Labeled contour entries:
## start
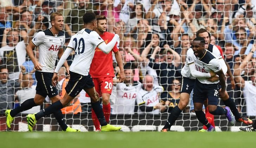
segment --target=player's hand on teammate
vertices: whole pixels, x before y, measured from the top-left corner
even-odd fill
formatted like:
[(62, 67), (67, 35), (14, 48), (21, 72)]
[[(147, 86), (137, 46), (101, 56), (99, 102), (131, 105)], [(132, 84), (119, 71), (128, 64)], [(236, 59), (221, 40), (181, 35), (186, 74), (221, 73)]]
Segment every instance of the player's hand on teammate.
[(213, 77), (216, 76), (216, 73), (215, 73), (214, 72), (212, 71), (210, 71), (209, 73), (210, 73), (210, 74), (211, 74), (211, 77)]
[(219, 77), (215, 76), (213, 77), (207, 78), (207, 79), (210, 82), (213, 82), (219, 80)]
[(34, 63), (34, 66), (35, 69), (37, 70), (43, 70), (42, 69), (43, 66), (38, 61), (36, 61), (35, 63)]
[(66, 68), (66, 71), (67, 71), (67, 75), (66, 76), (66, 77), (68, 77), (70, 76), (70, 74), (69, 73), (69, 67), (68, 67)]
[(121, 32), (120, 30), (120, 29), (115, 26), (114, 26), (114, 27), (113, 27), (113, 31), (114, 31), (115, 34), (117, 34), (119, 36), (120, 36), (120, 33)]
[(225, 97), (226, 95), (226, 93), (225, 92), (225, 90), (223, 90), (223, 91), (222, 90), (221, 91), (220, 91), (219, 93), (219, 98), (222, 98)]
[(124, 78), (125, 76), (124, 76), (124, 71), (120, 71), (119, 73), (119, 81), (120, 83), (122, 83), (124, 80)]
[(53, 76), (52, 78), (52, 84), (54, 87), (56, 86), (56, 83), (58, 81), (58, 73), (53, 72)]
## end
What you are asked to do => Please return the lines above unchanged, omitting the pictures.

Exercise answer =>
segment --target=player's hand on teammate
vertices: whole pixels, x before y, measured from the top-left corner
even-odd fill
formatted like:
[(62, 67), (67, 35), (14, 48), (21, 72)]
[[(147, 86), (137, 46), (101, 56), (99, 102), (131, 105)], [(132, 84), (119, 71), (128, 64)], [(236, 59), (221, 40), (181, 35), (186, 74), (221, 73)]]
Segment every instance of the player's hand on teammate.
[(213, 77), (216, 76), (216, 73), (215, 73), (214, 72), (212, 71), (210, 71), (209, 73), (210, 73), (210, 74), (211, 74), (211, 77)]
[(219, 77), (215, 76), (213, 77), (207, 78), (207, 79), (210, 82), (213, 82), (219, 80)]
[(34, 63), (34, 66), (35, 69), (37, 70), (43, 70), (42, 69), (43, 66), (38, 61), (36, 61), (35, 63)]
[(66, 68), (66, 71), (67, 71), (67, 75), (66, 76), (66, 77), (68, 77), (70, 76), (70, 74), (69, 73), (69, 67), (68, 67)]
[(121, 32), (120, 30), (120, 29), (115, 26), (114, 26), (114, 27), (113, 27), (113, 31), (114, 31), (115, 34), (117, 34), (119, 36), (120, 36), (120, 33)]
[(225, 97), (226, 95), (226, 93), (225, 92), (225, 90), (223, 90), (223, 91), (222, 90), (221, 91), (220, 91), (219, 93), (219, 98), (222, 98)]
[(124, 78), (125, 76), (124, 76), (124, 71), (120, 71), (119, 73), (119, 81), (120, 83), (122, 83), (124, 80)]
[(53, 76), (52, 78), (52, 84), (54, 87), (56, 86), (56, 83), (58, 81), (58, 73), (53, 72)]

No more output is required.